> _TEXT_:
The once green lawn, meticulously cared for with a lawn care service, stands brown with wildflowers starting to bloom here and there. (I've been tempted to do a blog post on how nature slowly starts to come back into its own when man stops interfering.  Well, let me qualify that. The county has mowed the grass a couple of times since the flood.  But other than that, nature is starting to reclaim.)

Now, NY State has made a commercial about the former BAE building in Johnson City, NY.


The flood took 1300 jobs from our neighborhood, and several other employers who will never return. Those buildings lie vacant, too.

But the good news is, the state saved those jobs, at least for five years, and other vacant buildings once owned by IBM, a few miles away, are now buzzing with activity.

It's bittersweet.  And I still wish the building could be saved.  In my daydreams, the building (or at least, a replacement building after the BAE building is torn down) becomes a farmers market.  The location would be so ideal, near to highways and right in back of a bus stop on a major BC Transit line.

> _EXERCISE BRIEF_:
Transcribe the passage about the vacant former BAE building in Johnson City word for word, from start to finish.

> _GIVEN INFORMATION_:
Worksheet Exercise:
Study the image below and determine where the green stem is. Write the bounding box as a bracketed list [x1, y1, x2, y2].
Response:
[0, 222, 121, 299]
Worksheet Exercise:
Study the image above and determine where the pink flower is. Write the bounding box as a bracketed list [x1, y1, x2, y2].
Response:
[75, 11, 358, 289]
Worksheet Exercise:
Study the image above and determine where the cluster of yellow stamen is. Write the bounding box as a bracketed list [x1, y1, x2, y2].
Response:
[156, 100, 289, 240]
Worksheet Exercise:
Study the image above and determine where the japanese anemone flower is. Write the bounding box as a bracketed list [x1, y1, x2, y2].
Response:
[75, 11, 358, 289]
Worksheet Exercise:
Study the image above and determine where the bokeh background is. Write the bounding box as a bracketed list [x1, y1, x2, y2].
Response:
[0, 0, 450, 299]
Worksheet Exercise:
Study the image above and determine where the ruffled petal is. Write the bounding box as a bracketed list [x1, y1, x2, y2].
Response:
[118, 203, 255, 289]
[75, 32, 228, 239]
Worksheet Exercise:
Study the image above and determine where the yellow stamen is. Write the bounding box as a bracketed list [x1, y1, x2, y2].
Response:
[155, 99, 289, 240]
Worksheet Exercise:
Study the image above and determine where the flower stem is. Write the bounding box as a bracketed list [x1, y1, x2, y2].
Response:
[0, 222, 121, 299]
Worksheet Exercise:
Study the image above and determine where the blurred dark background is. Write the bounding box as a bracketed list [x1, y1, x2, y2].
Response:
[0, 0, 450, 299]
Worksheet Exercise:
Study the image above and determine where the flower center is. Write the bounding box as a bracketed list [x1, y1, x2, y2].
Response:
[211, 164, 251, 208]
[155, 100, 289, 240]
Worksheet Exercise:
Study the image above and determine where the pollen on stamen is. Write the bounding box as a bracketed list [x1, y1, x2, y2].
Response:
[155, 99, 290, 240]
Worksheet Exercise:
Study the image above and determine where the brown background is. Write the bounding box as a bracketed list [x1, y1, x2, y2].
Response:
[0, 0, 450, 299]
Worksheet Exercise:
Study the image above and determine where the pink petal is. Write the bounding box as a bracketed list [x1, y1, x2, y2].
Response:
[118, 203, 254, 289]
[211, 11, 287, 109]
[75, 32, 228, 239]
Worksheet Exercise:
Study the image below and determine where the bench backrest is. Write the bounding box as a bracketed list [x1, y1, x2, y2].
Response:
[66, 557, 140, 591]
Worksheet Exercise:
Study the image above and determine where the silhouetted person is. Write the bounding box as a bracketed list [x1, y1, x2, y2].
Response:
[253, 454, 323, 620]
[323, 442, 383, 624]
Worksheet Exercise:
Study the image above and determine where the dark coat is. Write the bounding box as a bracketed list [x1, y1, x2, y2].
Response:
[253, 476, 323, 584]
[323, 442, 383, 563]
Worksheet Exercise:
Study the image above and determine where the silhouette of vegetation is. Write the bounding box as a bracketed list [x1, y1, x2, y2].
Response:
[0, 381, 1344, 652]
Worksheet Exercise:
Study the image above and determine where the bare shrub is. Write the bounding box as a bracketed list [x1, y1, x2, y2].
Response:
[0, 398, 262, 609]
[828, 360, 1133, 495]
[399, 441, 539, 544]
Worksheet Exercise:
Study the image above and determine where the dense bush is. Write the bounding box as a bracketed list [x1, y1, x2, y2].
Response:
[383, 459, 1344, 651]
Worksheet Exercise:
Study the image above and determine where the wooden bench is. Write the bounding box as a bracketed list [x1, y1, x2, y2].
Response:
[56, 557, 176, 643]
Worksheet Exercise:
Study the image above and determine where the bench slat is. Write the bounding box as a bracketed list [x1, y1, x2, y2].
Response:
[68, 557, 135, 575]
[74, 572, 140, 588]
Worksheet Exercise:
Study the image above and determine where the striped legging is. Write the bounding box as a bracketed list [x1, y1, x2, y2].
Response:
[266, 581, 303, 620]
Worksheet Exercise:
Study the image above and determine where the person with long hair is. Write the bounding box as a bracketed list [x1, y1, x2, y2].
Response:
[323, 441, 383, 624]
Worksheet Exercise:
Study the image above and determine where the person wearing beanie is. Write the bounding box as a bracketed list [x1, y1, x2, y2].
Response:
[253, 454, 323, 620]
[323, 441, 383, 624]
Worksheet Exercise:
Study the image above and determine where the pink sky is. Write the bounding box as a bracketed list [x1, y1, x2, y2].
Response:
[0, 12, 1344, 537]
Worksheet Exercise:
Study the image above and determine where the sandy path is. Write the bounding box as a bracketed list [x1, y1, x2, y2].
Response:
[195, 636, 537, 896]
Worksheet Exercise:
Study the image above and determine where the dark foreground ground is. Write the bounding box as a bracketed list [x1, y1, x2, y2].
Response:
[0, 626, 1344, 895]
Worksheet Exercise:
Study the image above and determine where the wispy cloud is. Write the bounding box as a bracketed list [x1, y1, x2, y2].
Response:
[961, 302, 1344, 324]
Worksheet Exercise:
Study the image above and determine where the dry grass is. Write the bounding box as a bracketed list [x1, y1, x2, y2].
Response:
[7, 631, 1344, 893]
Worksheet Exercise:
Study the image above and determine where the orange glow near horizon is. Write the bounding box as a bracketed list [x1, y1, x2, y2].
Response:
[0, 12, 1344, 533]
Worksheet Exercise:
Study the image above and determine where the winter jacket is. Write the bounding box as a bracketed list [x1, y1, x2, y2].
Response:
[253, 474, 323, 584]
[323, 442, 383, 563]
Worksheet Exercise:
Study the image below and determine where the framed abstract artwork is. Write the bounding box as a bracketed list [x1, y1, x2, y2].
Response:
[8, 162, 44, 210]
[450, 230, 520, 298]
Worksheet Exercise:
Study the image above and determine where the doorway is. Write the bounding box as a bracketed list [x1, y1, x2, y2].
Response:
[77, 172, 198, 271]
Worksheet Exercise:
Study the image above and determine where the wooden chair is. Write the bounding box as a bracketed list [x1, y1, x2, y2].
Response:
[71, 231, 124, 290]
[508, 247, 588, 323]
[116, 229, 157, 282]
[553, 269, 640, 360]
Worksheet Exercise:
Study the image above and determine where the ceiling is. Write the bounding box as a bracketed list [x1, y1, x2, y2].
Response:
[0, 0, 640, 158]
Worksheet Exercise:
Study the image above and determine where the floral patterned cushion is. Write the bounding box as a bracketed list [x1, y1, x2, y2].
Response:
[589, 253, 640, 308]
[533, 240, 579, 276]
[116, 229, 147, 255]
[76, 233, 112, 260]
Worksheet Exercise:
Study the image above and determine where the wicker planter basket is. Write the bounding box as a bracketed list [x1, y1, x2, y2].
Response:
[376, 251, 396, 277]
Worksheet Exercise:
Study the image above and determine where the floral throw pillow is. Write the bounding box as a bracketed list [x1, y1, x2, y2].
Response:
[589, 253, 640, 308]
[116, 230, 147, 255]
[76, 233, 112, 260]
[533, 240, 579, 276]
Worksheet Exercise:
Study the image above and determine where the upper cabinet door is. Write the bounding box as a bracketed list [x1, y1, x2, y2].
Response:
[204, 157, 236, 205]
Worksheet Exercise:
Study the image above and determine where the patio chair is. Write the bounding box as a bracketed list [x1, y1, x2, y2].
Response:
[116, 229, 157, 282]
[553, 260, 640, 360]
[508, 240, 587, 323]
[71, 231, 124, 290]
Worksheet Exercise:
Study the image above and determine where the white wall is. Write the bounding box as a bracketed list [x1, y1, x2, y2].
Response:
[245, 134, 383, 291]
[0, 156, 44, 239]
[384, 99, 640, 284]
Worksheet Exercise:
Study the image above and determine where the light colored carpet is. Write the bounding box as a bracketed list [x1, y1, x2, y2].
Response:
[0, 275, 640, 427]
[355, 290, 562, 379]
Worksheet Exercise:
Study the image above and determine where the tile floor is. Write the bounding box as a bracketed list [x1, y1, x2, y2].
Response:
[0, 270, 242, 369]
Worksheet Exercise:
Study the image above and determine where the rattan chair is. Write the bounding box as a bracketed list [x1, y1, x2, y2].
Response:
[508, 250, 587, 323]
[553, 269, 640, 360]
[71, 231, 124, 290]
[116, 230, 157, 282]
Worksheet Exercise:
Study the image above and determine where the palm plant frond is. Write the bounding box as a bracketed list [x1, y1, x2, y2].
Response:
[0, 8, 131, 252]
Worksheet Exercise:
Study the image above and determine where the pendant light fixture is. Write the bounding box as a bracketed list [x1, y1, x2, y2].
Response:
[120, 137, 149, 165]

> _CORRECT OUTPUT_:
The once green lawn, meticulously cared for with a lawn care service, stands brown with wildflowers starting to bloom here and there. (I've been tempted to do a blog post on how nature slowly starts to come back into its own when man stops interfering.  Well, let me qualify that. The county has mowed the grass a couple of times since the flood.  But other than that, nature is starting to reclaim.)

Now, NY State has made a commercial about the former BAE building in Johnson City, NY.


The flood took 1300 jobs from our neighborhood, and several other employers who will never return. Those buildings lie vacant, too.

But the good news is, the state saved those jobs, at least for five years, and other vacant buildings once owned by IBM, a few miles away, are now buzzing with activity.

It's bittersweet.  And I still wish the building could be saved.  In my daydreams, the building (or at least, a replacement building after the BAE building is torn down) becomes a farmers market.  The location would be so ideal, near to highways and right in back of a bus stop on a major BC Transit line.